Bei den einen weckt er Begeisterung, bei den anderen Kopfschütteln. Und Schiedsrichtern graut davor, eine Partie von ihm zu leiten. Denn jene Matches, in denen Nick Kyrgios keinen Eklat (oder zumindest einen Ausraster) geliefert hat, kann man quasi an einer Hand abzählen. Das Enfant terrible des Tennissports polarisiert wie vor ihm wohl nur ein John McEnroe. Und trotzdem: Wenn Kyrgios voraussichtlich Freitag am frühen Vormittag in der dritten Runde der Australian Open gegen Dominic Thiem in den Tennisring steigt, wird das gesamte Publikum im Melbourne Park hinter ihm stehen.

Dem entgegenhalten kann Thiem seine stärkste Vorstellung im noch kurzen Tennisjahr, mit der er in der zweiten Runde den Deutschen Dominik Koepfer mit 6:4, 6:0, 6:2 deklassierte und im Anschluss zufrieden analysierte: „Ich habe mich sehr gut bewegt und wusste, wo ich auf dem Platz stehen muss. Ab dem ersten Break ist alles richtig rundgelaufen. Ich hatte heute einen Tag, an dem ich kaum einen Ball hätte verschlagen können.“ Die Sache mit Kyrgios’ „Publikumsjoker“ ist dem Österreicher natürlich bewusst: „Wenn er will, er einen guten Tag hat, kann er gegen jeden Gegner auf der Welt gewinnen. Er ist immer richtig unangenehm, weil er stark serviert und auch mit dem Publikum im Rücken immer gut spielt.“

Wenn der „Aussie“ jedoch keinen guten Tag hat, kann es für Thiem sehr schnell gehen. Und es braucht beim 25-Jährigen aus Canberra nur eine Kleinigkeit, damit ein anfänglich guter Tag ins Gegenteil kippt. Die Gründe dafür sind für Außenstehende meist unerklärlich, doch legt es beim Weltranglisten-47., der sich nach Abwehr von zwei Matchbällen mit einem 6:7, 6:4, 3:6, 7:6, 6:4-Marathonsieg und einigen Eskapaden (siehe Bilder) über den Franzosen Ugo Humbert das Duell mit Thiem erkämpfte, plötzlich einen Schalter um und Kyrgios sieht rot!

Ziel =>
Nenne sämtliche Tennisspieler, die der Bericht über das Drittrundenduell bei den Australian Open mit vollem Namen erwähnt.

Datenauszüge =>
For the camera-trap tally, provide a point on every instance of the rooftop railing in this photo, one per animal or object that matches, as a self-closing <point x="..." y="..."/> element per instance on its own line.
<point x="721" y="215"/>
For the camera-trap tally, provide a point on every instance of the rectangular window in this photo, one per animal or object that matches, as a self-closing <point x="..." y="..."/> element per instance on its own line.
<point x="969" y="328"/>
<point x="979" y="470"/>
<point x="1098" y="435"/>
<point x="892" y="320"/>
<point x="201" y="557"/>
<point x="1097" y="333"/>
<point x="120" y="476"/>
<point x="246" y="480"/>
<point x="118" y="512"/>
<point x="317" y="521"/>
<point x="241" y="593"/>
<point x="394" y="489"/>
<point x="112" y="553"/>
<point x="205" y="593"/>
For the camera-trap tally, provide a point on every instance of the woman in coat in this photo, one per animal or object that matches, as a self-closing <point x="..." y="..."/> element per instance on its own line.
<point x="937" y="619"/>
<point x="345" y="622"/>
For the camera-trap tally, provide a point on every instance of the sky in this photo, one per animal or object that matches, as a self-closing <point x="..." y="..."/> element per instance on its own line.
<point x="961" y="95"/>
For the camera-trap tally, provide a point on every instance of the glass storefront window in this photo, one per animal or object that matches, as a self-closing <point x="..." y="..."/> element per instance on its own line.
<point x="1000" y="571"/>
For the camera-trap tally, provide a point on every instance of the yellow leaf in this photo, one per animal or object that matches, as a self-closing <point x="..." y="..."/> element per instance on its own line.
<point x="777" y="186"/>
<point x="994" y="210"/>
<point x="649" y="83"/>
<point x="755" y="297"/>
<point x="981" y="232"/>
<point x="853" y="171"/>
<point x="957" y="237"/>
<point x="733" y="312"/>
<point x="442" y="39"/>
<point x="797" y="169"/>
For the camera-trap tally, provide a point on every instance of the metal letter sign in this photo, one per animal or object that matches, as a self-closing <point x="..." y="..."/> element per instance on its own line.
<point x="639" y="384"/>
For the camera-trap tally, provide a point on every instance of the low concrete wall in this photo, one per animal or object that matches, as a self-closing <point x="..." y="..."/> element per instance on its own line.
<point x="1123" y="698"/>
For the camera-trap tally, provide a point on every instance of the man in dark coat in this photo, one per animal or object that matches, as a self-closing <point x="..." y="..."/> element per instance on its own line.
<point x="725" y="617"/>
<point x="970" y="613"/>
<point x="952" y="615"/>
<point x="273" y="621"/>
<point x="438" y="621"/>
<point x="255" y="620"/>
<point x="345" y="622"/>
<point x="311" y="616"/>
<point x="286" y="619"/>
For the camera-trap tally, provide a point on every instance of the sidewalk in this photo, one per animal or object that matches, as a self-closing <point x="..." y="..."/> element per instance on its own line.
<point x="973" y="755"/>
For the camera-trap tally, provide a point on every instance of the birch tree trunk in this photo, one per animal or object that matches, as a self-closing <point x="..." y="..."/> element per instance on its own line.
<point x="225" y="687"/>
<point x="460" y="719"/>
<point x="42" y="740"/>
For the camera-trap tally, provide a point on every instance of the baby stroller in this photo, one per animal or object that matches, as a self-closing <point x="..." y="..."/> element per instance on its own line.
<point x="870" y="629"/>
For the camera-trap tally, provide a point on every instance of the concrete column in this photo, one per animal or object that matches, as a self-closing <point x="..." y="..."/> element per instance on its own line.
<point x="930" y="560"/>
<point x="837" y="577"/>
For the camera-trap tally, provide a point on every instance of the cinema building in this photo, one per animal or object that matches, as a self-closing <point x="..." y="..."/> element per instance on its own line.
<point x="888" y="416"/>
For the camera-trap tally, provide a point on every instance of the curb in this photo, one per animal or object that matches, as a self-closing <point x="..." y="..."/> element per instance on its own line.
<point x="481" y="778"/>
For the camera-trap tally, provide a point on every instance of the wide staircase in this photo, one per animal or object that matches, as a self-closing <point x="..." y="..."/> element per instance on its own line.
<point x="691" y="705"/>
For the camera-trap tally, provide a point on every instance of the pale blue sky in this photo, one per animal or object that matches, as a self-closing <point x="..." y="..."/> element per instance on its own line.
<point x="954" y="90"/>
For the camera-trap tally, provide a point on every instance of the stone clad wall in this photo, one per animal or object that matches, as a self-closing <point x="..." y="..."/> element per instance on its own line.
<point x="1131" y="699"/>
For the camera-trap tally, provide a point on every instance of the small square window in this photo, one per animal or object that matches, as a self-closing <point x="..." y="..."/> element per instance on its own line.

Lösung =>
Nick Kyrgios, John McEnroe, Dominic Thiem, Dominik Koepfer, Ugo Humbert